4.4. De Raad moet vaststellen dat appellante bij haar verzoek om herziening en in bezwaar tegen het besluit op dat verzoek, in wezen heeft herhaald wat zij al ter onder-steuning van haar eerdere aanvragen had aangevoerd. Hierbij heeft appellante nadere informatie gegeven over de evacuatie van Biliton naar Java. Deze nadere informatie heeft appellante ontleend aan gegevens die zij van het Nederlands Instituut voor Oorlogs-documentatie (NIOD) heeft gekregen. Deze nadere informatie geeft echter nog steeds geen aanleiding te oordelen dat in het geval van appellante sprake is geweest van een levensbedreigende situatie. De evacuatie vond immers plaats uit voorzorg, naar alle waarschijnlijkheid, aldus het NIOD, omdat een hevige strijd op Biliton werd verwacht. De gevechten zijn ook daadwerkelijk een maand na de evacuatie uitgebroken. Daarmee wordt niet voldaan aan de vereisten van de Wet, zoals onder 4.3 uiteen gezet. Het verband met de krijgsverrichtingen is te ver verwijderd. De evacuatie heeft niet onder levensbedreigende omstandigheden plaatsgevonden. Verder heeft appellante de informatie van het NIOD ingebracht waarin de situatie rond appellantes woonadres Kramat 154 in Batavia in de Bersiap-periode uiteen wordt gezet. Er is echter niet kunnen blijken dat appellante persoonlijk direct betrokken is geweest bij ongeregeldheden. In haar sociaal rapport heeft appellante verklaard dat zij niet daadwerkelijk in levensgevaar heeft verkeerd. Ook appellantes jongere zus heeft verklaard dat zij nooit getroffen is geweest door beschietingen of dat ze getuige is geweest van geweldpleging jegens anderen.
• • • • •
● **Werkopdracht A**
Geef voor elke bewering aan of ze klopt met het tekstfragment over het herzieningsverzoek. Antwoord met ja of nee en citeer letterlijk de woorden uit de tekst die de doorslag geven.
(i) Volgens het NIOD vond de evacuatie van Biliton plaats omdat er op dat moment al hevig werd gevochten.
(ii) De gevechten op Biliton braken een maand na de evacuatie uit.
(iii) In haar sociaal rapport verklaarde appellante dat zij in levensgevaar had verkeerd.
● **Werkopdracht B**
Ga verder met het tekstfragment over het herzieningsverzoek, vanaf de plek waar het ophoudt.
De lijst hierna komt uit een andere bron dan het tekstfragment.
• • • • •
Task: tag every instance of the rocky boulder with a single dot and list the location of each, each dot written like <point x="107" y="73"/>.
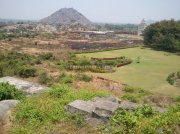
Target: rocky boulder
<point x="5" y="107"/>
<point x="28" y="87"/>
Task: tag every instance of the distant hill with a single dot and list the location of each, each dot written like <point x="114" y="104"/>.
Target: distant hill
<point x="149" y="22"/>
<point x="66" y="16"/>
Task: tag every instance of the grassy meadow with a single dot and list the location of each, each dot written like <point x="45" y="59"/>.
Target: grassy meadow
<point x="149" y="74"/>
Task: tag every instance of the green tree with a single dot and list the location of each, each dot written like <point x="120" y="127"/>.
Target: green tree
<point x="164" y="35"/>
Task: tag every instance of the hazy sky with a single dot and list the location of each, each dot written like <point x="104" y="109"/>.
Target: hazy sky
<point x="117" y="11"/>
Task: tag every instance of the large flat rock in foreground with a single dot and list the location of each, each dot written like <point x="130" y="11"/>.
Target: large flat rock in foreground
<point x="27" y="87"/>
<point x="5" y="107"/>
<point x="101" y="107"/>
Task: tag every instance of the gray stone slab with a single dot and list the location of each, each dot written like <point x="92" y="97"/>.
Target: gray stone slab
<point x="27" y="87"/>
<point x="108" y="98"/>
<point x="5" y="106"/>
<point x="80" y="106"/>
<point x="104" y="108"/>
<point x="129" y="105"/>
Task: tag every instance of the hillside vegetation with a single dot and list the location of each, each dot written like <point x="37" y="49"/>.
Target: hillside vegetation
<point x="149" y="74"/>
<point x="163" y="35"/>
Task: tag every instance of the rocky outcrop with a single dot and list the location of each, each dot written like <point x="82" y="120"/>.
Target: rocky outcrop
<point x="99" y="109"/>
<point x="5" y="107"/>
<point x="27" y="87"/>
<point x="66" y="16"/>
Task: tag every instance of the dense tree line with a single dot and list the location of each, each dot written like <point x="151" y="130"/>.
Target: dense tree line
<point x="118" y="28"/>
<point x="163" y="35"/>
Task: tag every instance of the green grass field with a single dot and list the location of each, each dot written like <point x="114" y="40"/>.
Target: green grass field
<point x="149" y="74"/>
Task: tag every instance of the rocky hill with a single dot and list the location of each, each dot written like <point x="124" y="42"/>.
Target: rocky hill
<point x="66" y="16"/>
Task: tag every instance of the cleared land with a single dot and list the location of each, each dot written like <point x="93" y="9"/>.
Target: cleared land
<point x="149" y="74"/>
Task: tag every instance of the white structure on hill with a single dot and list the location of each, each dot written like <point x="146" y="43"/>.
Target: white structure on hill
<point x="141" y="27"/>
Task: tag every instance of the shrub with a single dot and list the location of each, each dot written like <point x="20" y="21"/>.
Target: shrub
<point x="129" y="89"/>
<point x="130" y="97"/>
<point x="38" y="61"/>
<point x="26" y="71"/>
<point x="178" y="75"/>
<point x="10" y="92"/>
<point x="1" y="72"/>
<point x="44" y="78"/>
• • • • •
● **Antwoordvak A**
(i) Nee: "De evacuatie vond immers plaats uit voorzorg, naar alle waarschijnlijkheid, aldus het NIOD, omdat een hevige strijd op Biliton werd verwacht."
(ii) Ja: "De gevechten zijn ook daadwerkelijk een maand na de evacuatie uitgebroken."
(iii) Nee: "In haar sociaal rapport heeft appellante verklaard dat zij niet daadwerkelijk in levensgevaar heeft verkeerd."

● **Antwoordvak B**
5. Gezien het voorgaande kan het bestreden besluit in rechte standhouden en moet het beroep van appellante ongegrond worden verklaard. Daarmee is zeker niet beoogd te miskennen dat appellante tijdens de oorlogsjaren en de Bersiap-periode angstige en indringende omstandigheden heeft ervaren. Appelante heeft verwoord dat de vermissing van haar vader haar in grote onzekerheid heeft doen leven. De erkenning als burger-oorlogsslachtoffer in de zin van de Wet is echter gebonden aan de in de Wet omschreven gebeurtenissen. Van zodanige gebeurtenissen is niet gebleken.
6. De Raad ziet tot slot geen aanleiding om toepassing te geven aan het bepaalde in artikel 8:75 van de Algemene wet bestuursrecht inzake vergoeding van proceskosten.
De Centrale Raad van Beroep;
Verklaart het beroep ongegrond.
Deze uitspraak is gedaan door A. Beuker-Tilstra als voorzitter en G.M.L.J. Stevens en A.J. Schaap als leden, in tegenwoordigheid van I. Mos als griffier. De beslissing is uitgesproken in het openbaar op 21 januari 2010.
(get.) A. Beuker-Tilstra.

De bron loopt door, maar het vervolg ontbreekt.